◆ Excerpted passage

- Opening Delimiter -

- Occupation: neurosurgeon
- Known for: Research in neuroscience & neurosurgery
- Scientific career
- Fields: Physician & Neurosurgeon
- Workplaces: Weill Medical College; New York Presbyterian Medical Center

= Y. Pierre Gobin =

American neuroscientist (born 1957)

Y. Pierre Gobin (born 1957) is a French-born American physician who specializes in interventional neuroradiology and endovascular treatment of cerebral aneurysms. He is one of the inventors of the Concentric MERCI Retriever, a device for removing blood clots in the brain that cause stroke.

== Academic and clinical appointments ==
Gobin is the director of Interventional Neuroradiology at New York-Presbyterian Hospital Weill Cornell Medical Center and professor of radiology in neurological surgery at Weill Cornell Medical College.

== Education ==
Gobin completed his medical degree, internship and radiology residency at the University of Paris, France in 1988. He trained in interventional neuroradiology at Hospital Lariboisiere in Paris, where he performed the first Guglielmi Detachable Coil (GDC) embolization in France, in a patient with a cerebral aneurysm.

- Closing Delimiter -

◆ Instructions to follow
How would you put this sentence from the Gobin profile into Spanish: "He is one of the inventors of the Concentric MERCI Retriever, a device for removing blood clots in the brain that cause stroke."? The rows that come next have no connection to the Gobin profile.

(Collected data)
- Opening Delimiter -

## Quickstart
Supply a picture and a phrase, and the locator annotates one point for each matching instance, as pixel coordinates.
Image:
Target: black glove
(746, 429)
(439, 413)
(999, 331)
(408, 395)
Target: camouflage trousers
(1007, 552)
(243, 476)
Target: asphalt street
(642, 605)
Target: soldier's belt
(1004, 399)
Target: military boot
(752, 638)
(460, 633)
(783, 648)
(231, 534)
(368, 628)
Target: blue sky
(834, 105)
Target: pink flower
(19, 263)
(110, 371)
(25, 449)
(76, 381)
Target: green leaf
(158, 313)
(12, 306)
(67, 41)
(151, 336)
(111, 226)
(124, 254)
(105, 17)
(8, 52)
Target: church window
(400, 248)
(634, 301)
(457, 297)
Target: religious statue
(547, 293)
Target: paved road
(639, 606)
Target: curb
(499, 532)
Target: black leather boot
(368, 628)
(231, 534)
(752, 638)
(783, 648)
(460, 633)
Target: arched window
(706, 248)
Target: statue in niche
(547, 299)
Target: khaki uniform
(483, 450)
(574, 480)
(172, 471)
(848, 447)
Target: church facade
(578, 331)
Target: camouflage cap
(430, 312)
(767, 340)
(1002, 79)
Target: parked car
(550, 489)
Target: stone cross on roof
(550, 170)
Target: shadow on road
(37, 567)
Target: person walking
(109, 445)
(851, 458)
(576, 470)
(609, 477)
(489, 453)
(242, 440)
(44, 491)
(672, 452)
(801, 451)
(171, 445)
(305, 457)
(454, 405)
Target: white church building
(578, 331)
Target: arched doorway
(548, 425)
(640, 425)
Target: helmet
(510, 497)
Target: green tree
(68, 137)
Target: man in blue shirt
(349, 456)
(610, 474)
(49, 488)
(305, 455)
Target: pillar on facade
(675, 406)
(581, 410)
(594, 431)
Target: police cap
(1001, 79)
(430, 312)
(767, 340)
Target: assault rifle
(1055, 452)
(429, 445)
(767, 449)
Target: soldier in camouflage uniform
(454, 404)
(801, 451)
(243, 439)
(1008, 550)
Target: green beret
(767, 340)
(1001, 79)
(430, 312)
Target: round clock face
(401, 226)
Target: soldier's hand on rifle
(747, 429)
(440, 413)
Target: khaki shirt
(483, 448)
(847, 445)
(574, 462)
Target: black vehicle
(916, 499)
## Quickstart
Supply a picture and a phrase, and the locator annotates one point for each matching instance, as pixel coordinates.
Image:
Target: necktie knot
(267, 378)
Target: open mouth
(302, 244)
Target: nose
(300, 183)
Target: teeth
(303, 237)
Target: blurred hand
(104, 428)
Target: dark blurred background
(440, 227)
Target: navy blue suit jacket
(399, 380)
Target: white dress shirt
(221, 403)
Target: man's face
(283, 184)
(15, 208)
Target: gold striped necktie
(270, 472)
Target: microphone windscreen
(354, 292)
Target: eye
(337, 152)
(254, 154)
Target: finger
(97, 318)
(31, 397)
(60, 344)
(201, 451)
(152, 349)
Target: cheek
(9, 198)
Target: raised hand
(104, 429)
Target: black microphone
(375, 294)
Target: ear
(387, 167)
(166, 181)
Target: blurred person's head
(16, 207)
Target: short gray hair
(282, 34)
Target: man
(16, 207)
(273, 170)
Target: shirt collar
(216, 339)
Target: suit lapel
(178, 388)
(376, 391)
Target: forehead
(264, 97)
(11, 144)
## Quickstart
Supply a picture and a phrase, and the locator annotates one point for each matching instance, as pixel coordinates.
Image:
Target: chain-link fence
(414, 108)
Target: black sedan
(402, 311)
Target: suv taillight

- Closing Delimiter -

◆ Answer space
Es uno de los inventores del Concentric MERCI Retriever, un dispositivo para extraer los coágulos de sangre del cerebro que causan accidentes cerebrovasculares.